> [Task requirements]
Copy out all the entries exactly.

> [Data shown]
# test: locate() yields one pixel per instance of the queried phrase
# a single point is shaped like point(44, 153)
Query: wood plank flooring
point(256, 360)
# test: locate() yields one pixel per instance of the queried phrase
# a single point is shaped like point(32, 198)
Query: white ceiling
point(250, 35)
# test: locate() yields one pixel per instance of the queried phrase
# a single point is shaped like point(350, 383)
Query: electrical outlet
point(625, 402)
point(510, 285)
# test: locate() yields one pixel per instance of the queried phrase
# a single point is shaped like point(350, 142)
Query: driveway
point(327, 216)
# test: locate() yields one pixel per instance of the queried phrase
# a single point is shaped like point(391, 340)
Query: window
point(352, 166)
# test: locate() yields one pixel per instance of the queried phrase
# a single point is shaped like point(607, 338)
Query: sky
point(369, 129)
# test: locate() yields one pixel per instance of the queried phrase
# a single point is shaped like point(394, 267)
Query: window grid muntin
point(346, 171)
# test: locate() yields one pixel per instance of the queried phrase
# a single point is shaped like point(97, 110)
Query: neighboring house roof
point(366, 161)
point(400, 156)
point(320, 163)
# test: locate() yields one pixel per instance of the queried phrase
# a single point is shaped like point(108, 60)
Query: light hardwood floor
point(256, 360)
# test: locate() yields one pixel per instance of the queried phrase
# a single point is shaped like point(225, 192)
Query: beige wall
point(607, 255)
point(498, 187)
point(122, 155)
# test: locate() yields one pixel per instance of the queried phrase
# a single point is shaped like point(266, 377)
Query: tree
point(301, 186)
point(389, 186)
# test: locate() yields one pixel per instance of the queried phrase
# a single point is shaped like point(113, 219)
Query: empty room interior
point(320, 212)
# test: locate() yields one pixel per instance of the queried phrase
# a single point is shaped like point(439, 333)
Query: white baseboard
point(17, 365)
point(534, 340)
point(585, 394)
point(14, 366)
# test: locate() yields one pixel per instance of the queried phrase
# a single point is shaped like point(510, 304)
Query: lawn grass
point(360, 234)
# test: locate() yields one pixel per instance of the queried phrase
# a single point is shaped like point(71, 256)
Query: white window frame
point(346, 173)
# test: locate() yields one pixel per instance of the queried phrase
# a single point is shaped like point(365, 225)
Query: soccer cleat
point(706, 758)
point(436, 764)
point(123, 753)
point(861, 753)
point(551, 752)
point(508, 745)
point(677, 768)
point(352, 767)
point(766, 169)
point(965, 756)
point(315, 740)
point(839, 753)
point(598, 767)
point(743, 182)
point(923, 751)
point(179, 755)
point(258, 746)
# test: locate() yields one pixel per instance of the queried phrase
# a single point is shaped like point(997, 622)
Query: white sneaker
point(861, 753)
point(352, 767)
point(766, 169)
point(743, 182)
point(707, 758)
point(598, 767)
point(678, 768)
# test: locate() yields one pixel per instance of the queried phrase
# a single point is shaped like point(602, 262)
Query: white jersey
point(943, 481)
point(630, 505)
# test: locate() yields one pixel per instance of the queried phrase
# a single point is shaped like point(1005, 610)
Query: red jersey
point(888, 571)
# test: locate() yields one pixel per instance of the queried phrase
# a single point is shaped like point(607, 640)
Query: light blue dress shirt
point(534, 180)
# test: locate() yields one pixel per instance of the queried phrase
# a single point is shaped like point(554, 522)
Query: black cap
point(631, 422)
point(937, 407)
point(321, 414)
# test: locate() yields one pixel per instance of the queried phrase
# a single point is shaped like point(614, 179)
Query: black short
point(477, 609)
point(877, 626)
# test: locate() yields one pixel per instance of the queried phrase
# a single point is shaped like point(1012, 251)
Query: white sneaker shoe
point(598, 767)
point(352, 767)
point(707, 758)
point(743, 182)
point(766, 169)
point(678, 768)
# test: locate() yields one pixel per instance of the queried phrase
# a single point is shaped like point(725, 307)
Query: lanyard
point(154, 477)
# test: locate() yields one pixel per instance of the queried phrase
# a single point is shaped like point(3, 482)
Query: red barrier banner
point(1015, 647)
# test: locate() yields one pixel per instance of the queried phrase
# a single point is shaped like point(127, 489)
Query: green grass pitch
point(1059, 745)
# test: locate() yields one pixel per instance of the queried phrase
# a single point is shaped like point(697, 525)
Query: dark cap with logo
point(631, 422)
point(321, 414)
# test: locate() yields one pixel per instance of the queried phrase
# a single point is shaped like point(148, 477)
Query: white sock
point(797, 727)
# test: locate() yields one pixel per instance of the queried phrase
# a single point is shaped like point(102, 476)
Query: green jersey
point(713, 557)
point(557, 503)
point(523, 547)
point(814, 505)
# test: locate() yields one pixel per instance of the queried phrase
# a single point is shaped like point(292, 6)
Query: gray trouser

> [The solution]
# test: locate() yields one pixel per instance of the queried phrase
# a single point is shaped like point(44, 153)
Query: wood plank flooring
point(256, 360)
# test: locate() yields one pixel per instance of the queried phrase
# a single point is shaped like point(32, 198)
Query: white ceiling
point(250, 35)
# test: locate() yields one pixel per instance of the queried phrase
# a single point is shaped like point(350, 383)
Query: electrical outlet
point(625, 402)
point(510, 285)
# test: locate() yields one pixel per instance of the queried phrase
# a single point is shaped like point(350, 142)
Query: driveway
point(327, 216)
# test: locate() yields one pixel per instance of the queried phrase
# a single point is shaped like point(391, 340)
Query: window
point(352, 166)
# test: locate() yields one pixel per instance of the queried phrase
# a single point is shaped like point(607, 338)
Query: sky
point(369, 129)
# test: locate() yields one pixel per instance of the queried phrase
# a single point is shaped like point(394, 267)
Query: window grid muntin
point(346, 171)
# test: locate() yields one pixel per instance of the queried phrase
# a single point is shaped like point(97, 110)
Query: neighboring house roof
point(366, 161)
point(400, 156)
point(320, 163)
# test: locate() yields one pixel per instance of the queried phrase
# a single point is shaped like point(108, 60)
Query: light hardwood floor
point(256, 360)
# test: locate() yields one pixel per instance of the queried phrase
# a single point is shaped like point(225, 192)
Query: beige wall
point(607, 255)
point(498, 187)
point(122, 155)
# test: locate() yields one pixel per instance of the queried phrase
# a single point is shaped like point(266, 377)
Query: tree
point(301, 186)
point(389, 186)
# test: locate() yields one pixel per instance of the queried phrase
# a single point is shaped like point(113, 219)
Query: empty room interior
point(320, 212)
# test: locate() yields one pixel per instance of the queried phrase
# a single point is shaped like point(439, 333)
Query: white baseboard
point(17, 365)
point(534, 340)
point(585, 394)
point(14, 366)
# test: locate() yields one pixel per instance of the queried phrase
# a single point is shaped like point(510, 304)
Query: lawn grass
point(360, 234)
# test: locate() yields one pixel per instance of the queried phrase
# a single point is shaped like point(71, 256)
Query: white window frame
point(346, 173)
# test: locate() yields one pixel per instance of the queried phrase
# a single point is shaped like point(365, 225)
Query: soccer cleat
point(706, 758)
point(436, 764)
point(123, 753)
point(861, 753)
point(551, 752)
point(508, 745)
point(677, 768)
point(352, 767)
point(766, 169)
point(965, 756)
point(315, 740)
point(839, 753)
point(598, 767)
point(743, 182)
point(923, 751)
point(179, 755)
point(258, 746)
# test: locate() yields one pixel per instance of the queried phrase
# a single point is shaped like point(997, 622)
Query: white sneaker
point(861, 753)
point(352, 767)
point(766, 169)
point(743, 182)
point(707, 758)
point(598, 767)
point(678, 768)
# test: locate() yields one pixel per instance of the queried phrase
# a single point is shaped like point(602, 262)
Query: white jersey
point(943, 481)
point(630, 505)
# test: locate() yields one pixel per instance of the queried phrase
# a single point is shaped like point(1005, 610)
Query: red jersey
point(888, 571)
# test: locate() yields one pixel per instance of the queried phrase
# a single point is shaped like point(607, 640)
Query: light blue dress shirt
point(534, 180)
# test: locate() yields one pixel per instance of the queried phrase
# a single point is shaped like point(554, 522)
Query: black cap
point(631, 422)
point(937, 407)
point(321, 414)
# test: locate() yields one pixel per instance of the queried phrase
# a single point is shaped like point(614, 179)
Query: black short
point(477, 609)
point(877, 626)
# test: locate() yields one pixel per instance of the queried phrase
# a single point is shaped like point(1012, 251)
Query: white sneaker shoe
point(598, 767)
point(352, 767)
point(707, 758)
point(743, 182)
point(766, 169)
point(678, 768)
# test: locate() yields one pixel per instance of the queried phrase
# a single point is shaped like point(725, 307)
Query: lanyard
point(154, 477)
# test: locate() yields one pixel per instance of the queried phrase
# a single point is shaped like point(3, 482)
Query: red barrier banner
point(1015, 647)
# test: locate() yields one pixel per instance of the queried phrase
# a single point is shaped like point(127, 489)
Query: green grass pitch
point(1059, 745)
# test: locate() yields one pixel per instance of the queried phrase
# a single point is shaped like point(697, 525)
Query: dark cap with logo
point(631, 422)
point(321, 414)
# test: locate() yields one pixel per instance of the queried phrase
# a single point is shaped like point(148, 477)
Query: white sock
point(797, 727)
# test: locate() yields one pixel per instance of the queried phrase
# a single point is shaped like point(102, 476)
Query: green jersey
point(713, 557)
point(557, 503)
point(523, 547)
point(814, 505)
# test: locate() yields one pixel per instance of the queried phrase
# a single point is shaped like point(292, 6)
Query: gray trouser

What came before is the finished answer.